## [GOAL]
Repeat all of the material below exactly as written, images excluded.

[Records from a point labeling set]
----------
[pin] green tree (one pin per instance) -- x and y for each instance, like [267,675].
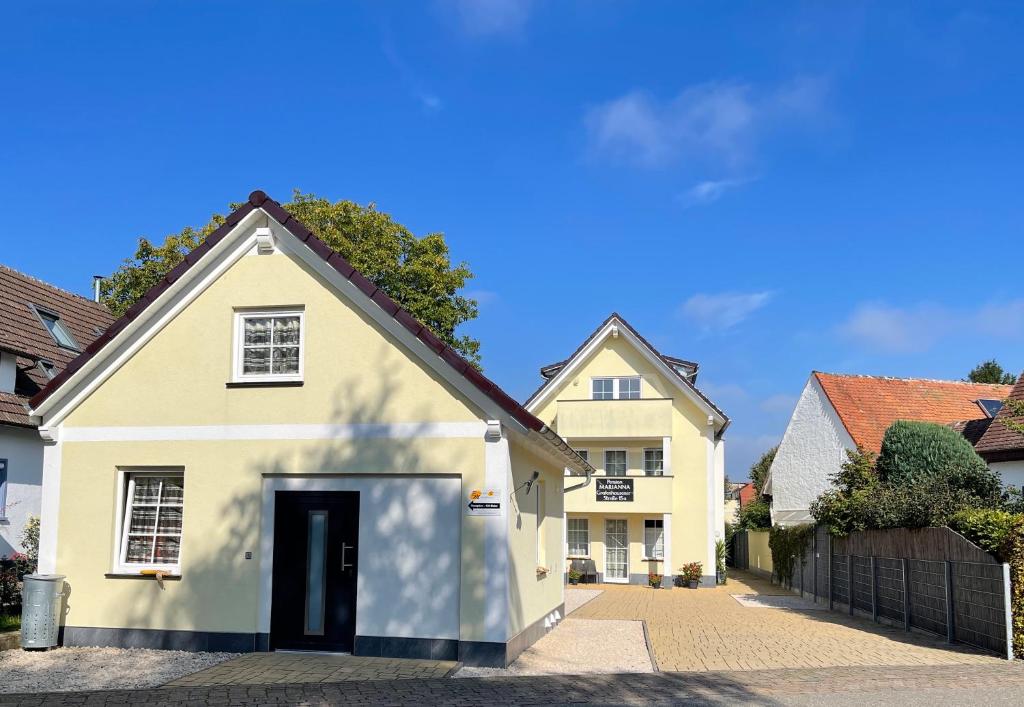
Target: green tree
[759,471]
[415,272]
[990,372]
----------
## [FINAL RESULT]
[pin] green tree (one pin per instance) -- x and y for each instance, like [267,675].
Target: green tree
[759,471]
[415,272]
[990,372]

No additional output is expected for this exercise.